**STATED EXERCISE 1:** Extract every line of the entries below that contains the string "table".
-- Start EXCERPT PROVIDED --
Definition of Big Data

Richard Cumbley, Peter Church - Is “Big Data” creepy?

Definition under “What do we mean by Big Data?”:

  • Big Data as in large amount of unstructured data in sizes ranging from the Terabyte to the Exabyte.
  • Usually unstructured of semi-structured
  • Not just large strings, but Big Data can come in forms of video or audio.
    • “To give an example, a YouTube video of the Harlem Shake may be many megabytes in size but much of it is just noise to a machine.”
  • Usefulness of the Big Data for companies (or individuals) is debatable
  • Still a lot of limitations

The article itself talks about the security and privacy implications of Big Data. The whole lifecycle of Big Data (collection, combination, analysis and use) presents risks to individual privacy. Although, I think this is out of the scope of this assignment for now.

Jules J. Berman, Ph.D., M.D. - Principles of Big Data: Preparing, Sharing, and Analyzing Complex Information

Citation from the book in Introduction chapter:

Big Data is defined by the three V’s:

  1. Volume—large amounts of data
  2. Variety—the data comes in different
    1. forms, including traditional databases,
    2. images, documents, and complex records
  3. Velocity—the content of the data is
    1. constantly changing, through the
    2. absorption of complementary data
    3. collections, through the introduction of
    4. previously archived data or legacy
    5. collections, and from streamed data
    6. arriving from multiple sources

“It is important to distinguish Big Data from “lotsa data” or “massive data.” In a Big Data Resource, all three V’s must apply. It is the size, complexity, and restlessness of Big Data resources that account for the methods by which these resources are designed, operated, and analyzed.”

Ibrahim Abaker Targio Hashema, Ibrar Yaqooba, Nor Badrul Anuara, Salimah Mokhtara, Abdullah Gania, Samee Ullah Khanb - The rise of “big data” on cloud computing: Review and open research issues

Citation from the article:

“Big data is a term utilized to refer to the increase in the volume of data that are difficult to store, process, and analyze through traditional database technologies. The nature of big data is indistinct and involves considerable processes to identify and translate the data into new insights.”

Ethics in big data

Big data poses many ethical issues and threatens the privacy of people. Using big data analysis companies can gather, buy and sell data that was never meant to be discovered by a individual person. It is questionable what data can be shared, sold or bought in terms of gathered analysis of big data and how relevant and truthful is it.

IBM's Distinguished Engineer Mandy Chessell ( has listed a framework to use for companies to determine whether their analysis are ethical or not:

  • Context
    • For what purpose was the data originally surrendered?
    • For what purpose is the data now being used?
    • How far removed from the original context is its new use?
    • Is this appropriate?
  • Consent & Choice
    • What are the choices given to an affected party?
    • Do they know they are making a choice?
    • Do they really understand what they are agreeing to?
    • Do they really have an opportunity to decline?
-- End EXCERPT PROVIDED --
-- Start THE INPUT --
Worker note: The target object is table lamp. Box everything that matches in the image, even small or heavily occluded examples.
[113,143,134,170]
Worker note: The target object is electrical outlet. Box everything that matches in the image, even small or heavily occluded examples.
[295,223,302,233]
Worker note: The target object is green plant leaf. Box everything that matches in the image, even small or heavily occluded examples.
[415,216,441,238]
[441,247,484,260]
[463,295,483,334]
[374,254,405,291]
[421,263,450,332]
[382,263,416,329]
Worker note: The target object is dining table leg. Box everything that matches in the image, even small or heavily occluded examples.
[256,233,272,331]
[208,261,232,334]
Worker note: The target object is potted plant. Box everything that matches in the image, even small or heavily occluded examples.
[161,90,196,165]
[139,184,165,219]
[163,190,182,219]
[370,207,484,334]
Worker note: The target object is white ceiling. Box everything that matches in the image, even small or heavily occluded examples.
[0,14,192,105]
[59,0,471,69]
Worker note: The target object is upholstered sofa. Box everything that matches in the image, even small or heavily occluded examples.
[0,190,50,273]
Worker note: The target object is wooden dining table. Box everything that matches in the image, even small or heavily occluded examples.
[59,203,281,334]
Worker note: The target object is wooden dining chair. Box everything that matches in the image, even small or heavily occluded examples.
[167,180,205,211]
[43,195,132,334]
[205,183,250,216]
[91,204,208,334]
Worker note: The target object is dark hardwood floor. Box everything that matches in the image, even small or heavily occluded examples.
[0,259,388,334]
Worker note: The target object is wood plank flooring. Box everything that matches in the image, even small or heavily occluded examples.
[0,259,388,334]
-- End THE INPUT --
**STATED EXERCISE 2:** According to the notes on big data above, what must be true for something to count as a Big Data Resource?

**WORKED SOLUTION 1:**
Worker note: The target object is table lamp. Box everything that matches in the image, even small or heavily occluded examples.
Worker note: The target object is dining table leg. Box everything that matches in the image, even small or heavily occluded examples.
Worker note: The target object is wooden dining table. Box everything that matches in the image, even small or heavily occluded examples.

**WORKED SOLUTION 2:** All three V's (volume, variety, and velocity) must apply.